**EXERCISE DETAILS**.
Collect each line in the entries below that contains the word "juice", and copy those lines out in full.

**EXTRACTED DATA**.

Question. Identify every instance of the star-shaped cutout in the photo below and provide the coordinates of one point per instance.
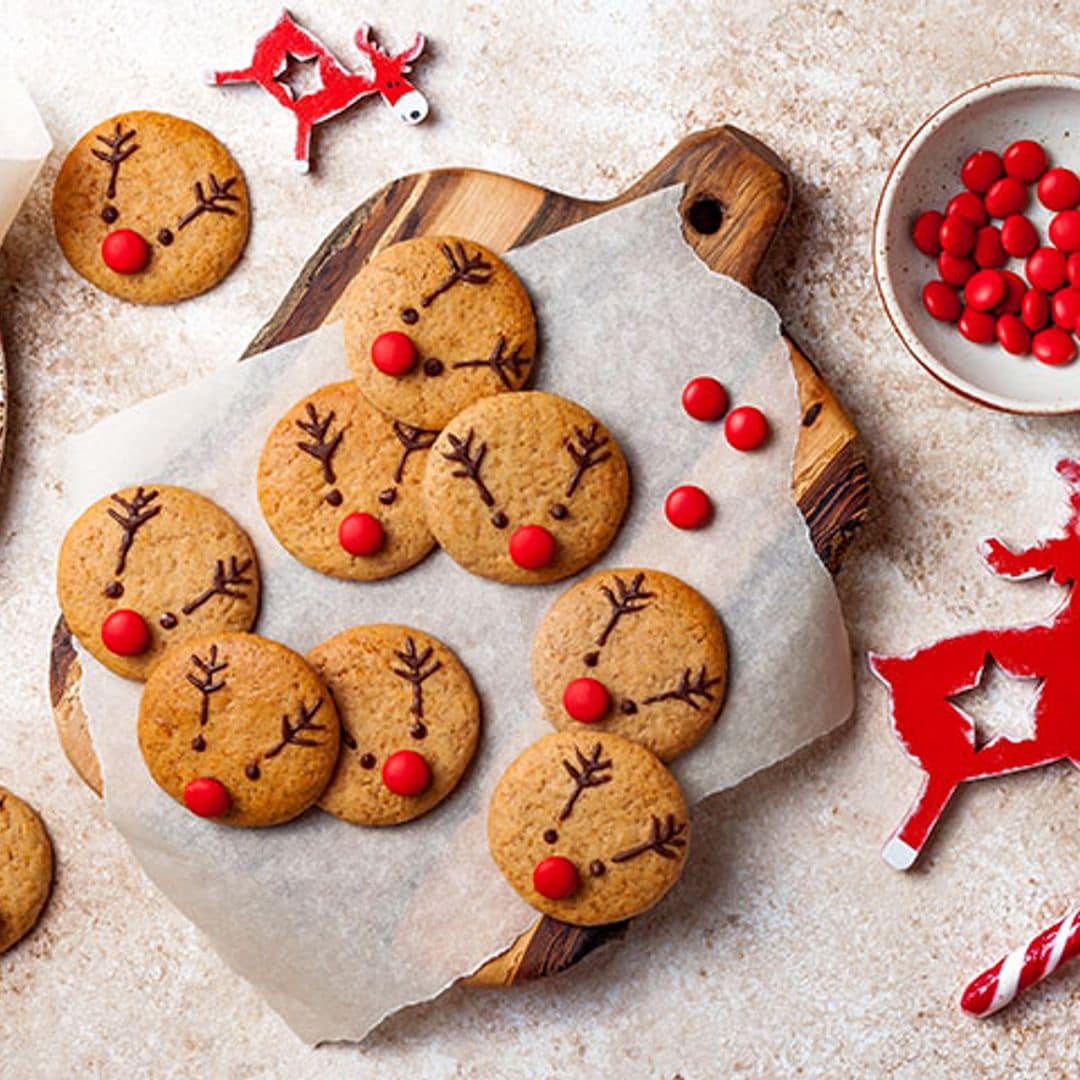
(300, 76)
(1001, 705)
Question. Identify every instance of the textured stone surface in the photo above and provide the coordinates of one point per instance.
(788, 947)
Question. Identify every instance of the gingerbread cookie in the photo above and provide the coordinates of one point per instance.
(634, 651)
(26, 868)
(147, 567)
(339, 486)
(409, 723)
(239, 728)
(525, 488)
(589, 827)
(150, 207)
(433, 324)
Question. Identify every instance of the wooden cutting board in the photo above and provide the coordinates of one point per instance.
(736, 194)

---

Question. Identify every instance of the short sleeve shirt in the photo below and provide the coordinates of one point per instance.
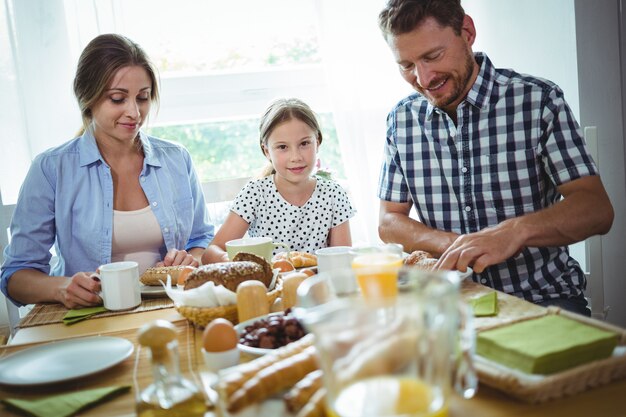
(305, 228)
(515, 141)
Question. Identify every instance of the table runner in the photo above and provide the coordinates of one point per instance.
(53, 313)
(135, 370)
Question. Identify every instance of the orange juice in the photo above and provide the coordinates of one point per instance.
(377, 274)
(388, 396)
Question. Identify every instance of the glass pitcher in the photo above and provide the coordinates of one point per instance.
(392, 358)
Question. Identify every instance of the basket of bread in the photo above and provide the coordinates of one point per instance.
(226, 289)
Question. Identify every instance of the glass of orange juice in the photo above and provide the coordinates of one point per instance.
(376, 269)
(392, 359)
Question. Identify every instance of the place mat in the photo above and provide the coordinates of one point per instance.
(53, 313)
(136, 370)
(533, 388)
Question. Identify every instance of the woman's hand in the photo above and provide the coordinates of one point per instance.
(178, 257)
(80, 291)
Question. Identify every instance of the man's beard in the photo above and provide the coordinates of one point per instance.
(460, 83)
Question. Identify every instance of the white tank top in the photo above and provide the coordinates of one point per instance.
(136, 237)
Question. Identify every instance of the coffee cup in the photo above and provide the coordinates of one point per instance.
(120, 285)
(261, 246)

**THE RESULT**.
Question. Identify every instance of the orange juice in the photo above and provide the coordinates of one point per instance.
Question. Identify every instance of the glass of orange juice in the photo above and provide the coordinates of one point per instance.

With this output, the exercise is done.